Text section:
________________

The prevalence of antimicrobial resistance among isolates of E. coli O157:H7 recovered from clinical cases in humans, pigs, cattle, and food over a 15-year period (1985–2000) in the USA has been described.46 There was a high prevalence of resistance to tetracycline, sulfamethoxazole, cephalothin, and ampicillin. The highest prevalence occurred among isolates from pigs, where more than 50% of all isolates were resistant to sulfamethoxazole, cephalothin, or tetracycline and more than 20% were resistant to ampicillin or gentamicin.
E. coli O157:H7 is a transient inhabitant of the gastrointestinal tract of normal healthy ruminants. Cattle and sheep feces serve as sources for contamination of feed and water sources. Fecal shedding is transient in cattle, often lasting 1–3 months or less, but the organism can persist on individual farms for up to 2 years.47 Longitudinal surveys have shown that maintenance of E. coli O157:H7 in cattle herds relies on continual reinoculation of individual cattle.6 Repeated isolations of E. coli O157:H7 from healthy beef and dairy cattle demonstrate that cattle are asymptomatic carriers of the organism. Short periods of relatively high prevalence of excretion are separated by longer periods of reduced or undetectable shedding. This has contributed to the variance in prevalence data reported in the literature.
Fecal shedding is more prevalent in the USA and Canada during the summer months and is more prevalent in the UK in the spring and fall. Fecal shedding also varies among different classes of animal. Weaned heifers between 3 months of age and breeding age are more likely to shed E. coli O157:H7 in feces than adult cattle or younger calves. Increased shedding is associated with weaning and with the first month of lactation in dairy herds, and culled dairy cattle have a higher prevalence than previously reported. Contaminated water troughs, particularly those that are allowed to develop sediments, provide an environment for survival, proliferation and horizontal spread of E. coli O157:H7. The organism can also proliferate to very high levels in moist silage.
In Alberta, Canada, the prevalence of E. coli O157:H7 was 12.4% of fecal samples from yearling cattle and 2.0% of the fecal samples from cull cows.48 The prevalence of E. coli O157:H7 in yearling cattle increased from 1.4% in the winter months to 40% in the summer. In feedlots, E. coli O157:H7 was isolated in preslaughter pens of cattle from the feces (0.8%), feedbunks (1.7%), water troughs (12%) and incoming water supplies (4.5%) but not from fresh total mixed rations. Fresh total mixed rations did not support the growth of E. coli O157:H7 from feces following experimental inoculation. Many different subtypes of E. coli O157:H7 were isolated from the feces, water and feed in pens of feedlot cattle. This suggests that methods to control E. coli O157:H7 in feedlot cattle will have to center not only on reducing fecal shedding of the organism in cattle but on the potential of reinfection from environmental sources, such as water and feed, both at the feedlot and before the cattle arrive on the premises.

________________

Provided material:
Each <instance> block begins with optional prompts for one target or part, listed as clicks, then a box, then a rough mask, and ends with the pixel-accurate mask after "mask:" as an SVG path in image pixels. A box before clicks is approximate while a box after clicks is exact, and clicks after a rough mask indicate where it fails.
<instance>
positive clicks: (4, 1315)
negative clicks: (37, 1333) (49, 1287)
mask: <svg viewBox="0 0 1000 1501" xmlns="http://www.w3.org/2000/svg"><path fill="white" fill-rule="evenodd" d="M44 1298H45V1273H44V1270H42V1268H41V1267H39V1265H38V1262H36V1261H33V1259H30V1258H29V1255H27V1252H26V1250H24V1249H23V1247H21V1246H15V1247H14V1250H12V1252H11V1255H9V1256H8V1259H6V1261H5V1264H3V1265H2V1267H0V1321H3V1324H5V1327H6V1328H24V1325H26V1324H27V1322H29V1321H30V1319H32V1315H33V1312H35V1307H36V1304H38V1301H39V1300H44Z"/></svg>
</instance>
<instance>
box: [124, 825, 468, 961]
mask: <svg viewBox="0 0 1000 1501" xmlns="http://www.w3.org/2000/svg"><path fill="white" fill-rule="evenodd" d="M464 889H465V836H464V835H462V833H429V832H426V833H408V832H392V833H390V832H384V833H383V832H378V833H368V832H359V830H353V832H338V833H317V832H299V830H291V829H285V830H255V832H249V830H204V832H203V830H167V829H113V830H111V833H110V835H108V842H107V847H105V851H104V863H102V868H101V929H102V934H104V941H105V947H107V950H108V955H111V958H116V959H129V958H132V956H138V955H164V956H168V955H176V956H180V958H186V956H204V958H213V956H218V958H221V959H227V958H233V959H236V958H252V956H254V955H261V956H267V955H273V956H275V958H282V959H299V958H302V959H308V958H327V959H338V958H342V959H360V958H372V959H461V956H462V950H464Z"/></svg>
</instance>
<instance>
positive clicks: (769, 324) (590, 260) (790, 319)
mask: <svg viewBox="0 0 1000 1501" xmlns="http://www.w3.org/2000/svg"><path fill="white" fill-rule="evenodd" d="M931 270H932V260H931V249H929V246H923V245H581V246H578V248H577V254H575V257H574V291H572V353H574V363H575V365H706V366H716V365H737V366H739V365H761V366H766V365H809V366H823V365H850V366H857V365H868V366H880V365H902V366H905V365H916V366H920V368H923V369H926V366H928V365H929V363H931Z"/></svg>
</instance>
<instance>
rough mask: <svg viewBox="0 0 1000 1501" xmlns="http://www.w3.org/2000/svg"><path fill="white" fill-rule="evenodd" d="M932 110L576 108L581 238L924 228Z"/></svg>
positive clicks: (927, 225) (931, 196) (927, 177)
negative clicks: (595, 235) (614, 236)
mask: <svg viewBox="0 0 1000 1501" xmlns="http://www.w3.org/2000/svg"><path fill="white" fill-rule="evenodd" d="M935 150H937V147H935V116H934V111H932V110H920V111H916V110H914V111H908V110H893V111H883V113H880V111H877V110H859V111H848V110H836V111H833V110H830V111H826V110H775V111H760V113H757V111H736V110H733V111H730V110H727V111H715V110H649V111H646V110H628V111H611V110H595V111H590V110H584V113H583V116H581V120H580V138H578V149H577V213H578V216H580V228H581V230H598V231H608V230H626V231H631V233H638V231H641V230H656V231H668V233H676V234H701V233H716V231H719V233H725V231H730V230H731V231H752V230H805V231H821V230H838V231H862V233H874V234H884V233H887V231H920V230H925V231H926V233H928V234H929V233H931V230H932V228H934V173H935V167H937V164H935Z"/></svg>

________________

Exercise set:
• a. The text on E. coli O157:H7 gives the places in feedlot preslaughter pens where the organism was isolated. List each of these places with its stated percentage.
• b. Transcribe a passage from the text on E. coli O157:H7. Begin at the words "Fecal shedding is more" and stop after the words "in moist silage.".
• c. Answer these questions using the text on E. coli O157:H7.
(i) In which seasons is fecal shedding more prevalent in the UK?
(ii) What prevalence of E. coli O157:H7 was found in fecal samples from cull cows in Alberta?
(iii) How long does fecal shedding in cattle often last?

Exercise solutions:
• a. Feces (0.8%), feedbunks (1.7%), water troughs (12%), incoming water supplies (4.5%)

• b.
Fecal shedding is more prevalent in the USA and Canada during the summer months and is more prevalent in the UK in the spring and fall. Fecal shedding also varies among different classes of animal. Weaned heifers between 3 months of age and breeding age are more likely to shed E. coli O157:H7 in feces than adult cattle or younger calves. Increased shedding is associated with weaning and with the first month of lactation in dairy herds, and culled dairy cattle have a higher prevalence than previously reported. Contaminated water troughs, particularly those that are allowed to develop sediments, provide an environment for survival, proliferation and horizontal spread of E. coli O157:H7. The organism can also proliferate to very high levels in moist silage.

• c.
(i) Spring and fall
(ii) 2.0%
(iii) 1–3 months or less